** TASKS TO CARRY OUT **
[a] In the forum thread, why does John_DeereGreen advise buying the gas truck? Answer in one to three sentences.
[b] Copy the forum thread word for word from "## MT250 (Sep" to "working it hard.".

══ PAGE EXTRACT ══

# Cummins for winter daily driver?



## MT250 (Sep 20, 2009)

I'm looking at a gas 2016 Ram but I see some new 2015 Cummins Rams for similar prices. My last diesel was much older but there were some cold weather issues with it. Do those still exist with the new ones? Are there problems with starting or frequent short trips, like 5-15 miles in below zero weather? How long to get the engine up to operating temp? I would hate to pass on the diesel if the price is the same but I don't want to have problems from not working it hard.


----------



## BUFF (Dec 24, 2009)

Diesel motors in pickups are not ideal for short trips they're built to be worked.


----------



## Mark Oomkes (Dec 10, 2000)

My '14 started at -15 or so last year without being plugged in. 

However, Buff is correct.


----------



## JustJeff (Sep 9, 2009)

I gelled up my first Winter before starting to use Power Service. No problems since.


----------



## John_DeereGreen (Jan 2, 2011)

Unless you GVW over 20K consistently, buy the gas truck. Modern diesels are an expensive nightmare when something goes wrong. When they work, it's awesome but it gets very expensive very fast.

Read Harleyjeff's thread one below this one. Enough said.

═══
══ INFORMATION PROVIDED ══

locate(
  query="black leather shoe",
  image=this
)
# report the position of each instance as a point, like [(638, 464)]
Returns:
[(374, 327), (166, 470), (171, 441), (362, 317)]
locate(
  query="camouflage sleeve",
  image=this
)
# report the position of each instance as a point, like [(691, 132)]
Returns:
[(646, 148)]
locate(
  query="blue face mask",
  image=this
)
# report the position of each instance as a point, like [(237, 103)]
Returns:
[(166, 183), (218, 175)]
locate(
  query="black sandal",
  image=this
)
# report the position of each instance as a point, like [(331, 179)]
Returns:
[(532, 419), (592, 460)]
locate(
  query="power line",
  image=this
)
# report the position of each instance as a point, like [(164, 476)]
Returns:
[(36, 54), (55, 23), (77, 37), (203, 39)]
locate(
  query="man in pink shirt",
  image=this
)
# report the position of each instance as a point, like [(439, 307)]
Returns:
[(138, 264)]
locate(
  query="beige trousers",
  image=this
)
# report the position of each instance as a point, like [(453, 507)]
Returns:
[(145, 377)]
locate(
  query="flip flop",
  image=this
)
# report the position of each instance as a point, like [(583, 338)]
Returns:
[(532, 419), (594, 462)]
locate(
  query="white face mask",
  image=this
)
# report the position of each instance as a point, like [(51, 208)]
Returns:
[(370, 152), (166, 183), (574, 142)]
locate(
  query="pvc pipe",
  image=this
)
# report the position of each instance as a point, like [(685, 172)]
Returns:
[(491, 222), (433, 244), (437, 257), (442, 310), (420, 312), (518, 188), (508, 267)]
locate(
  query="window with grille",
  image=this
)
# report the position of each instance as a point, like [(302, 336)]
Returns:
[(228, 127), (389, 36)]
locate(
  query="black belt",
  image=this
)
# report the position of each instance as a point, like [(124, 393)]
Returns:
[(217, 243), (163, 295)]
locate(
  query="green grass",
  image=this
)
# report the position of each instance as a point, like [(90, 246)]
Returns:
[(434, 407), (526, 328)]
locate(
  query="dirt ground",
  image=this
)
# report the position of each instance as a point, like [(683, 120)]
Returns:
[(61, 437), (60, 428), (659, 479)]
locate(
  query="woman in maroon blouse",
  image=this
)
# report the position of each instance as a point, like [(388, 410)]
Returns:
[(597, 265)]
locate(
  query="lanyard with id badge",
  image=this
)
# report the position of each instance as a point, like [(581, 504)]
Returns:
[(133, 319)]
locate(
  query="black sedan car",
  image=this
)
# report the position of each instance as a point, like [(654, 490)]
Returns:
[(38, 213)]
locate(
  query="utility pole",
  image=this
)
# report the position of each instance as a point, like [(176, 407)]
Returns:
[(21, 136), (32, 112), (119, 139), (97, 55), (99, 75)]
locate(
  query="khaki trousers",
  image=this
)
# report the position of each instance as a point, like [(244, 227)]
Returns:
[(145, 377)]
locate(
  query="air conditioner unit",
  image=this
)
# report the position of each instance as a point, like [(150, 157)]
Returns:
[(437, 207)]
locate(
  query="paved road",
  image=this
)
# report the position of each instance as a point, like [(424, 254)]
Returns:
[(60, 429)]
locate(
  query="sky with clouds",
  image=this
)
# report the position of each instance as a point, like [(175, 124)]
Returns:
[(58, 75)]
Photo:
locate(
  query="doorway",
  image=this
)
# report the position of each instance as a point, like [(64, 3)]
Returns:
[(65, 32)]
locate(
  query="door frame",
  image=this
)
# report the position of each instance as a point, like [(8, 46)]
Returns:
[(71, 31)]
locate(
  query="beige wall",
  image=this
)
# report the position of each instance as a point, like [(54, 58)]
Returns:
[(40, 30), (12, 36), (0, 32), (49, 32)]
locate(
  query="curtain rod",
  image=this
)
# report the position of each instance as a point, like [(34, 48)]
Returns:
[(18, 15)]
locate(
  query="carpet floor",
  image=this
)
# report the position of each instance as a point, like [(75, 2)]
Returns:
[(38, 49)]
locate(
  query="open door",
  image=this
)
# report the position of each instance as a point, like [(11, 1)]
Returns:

═══

** REPLIES **
[a] John_DeereGreen says modern diesels are an expensive nightmare when something goes wrong. They are awesome when they work, but the costs get very high very fast. The only exception given is if the owner consistently runs over 20K GVW.

[b]
## MT250 (Sep 20, 2009)

I'm looking at a gas 2016 Ram but I see some new 2015 Cummins Rams for similar prices. My last diesel was much older but there were some cold weather issues with it. Do those still exist with the new ones? Are there problems with starting or frequent short trips, like 5-15 miles in below zero weather? How long to get the engine up to operating temp? I would hate to pass on the diesel if the price is the same but I don't want to have problems from not working it hard.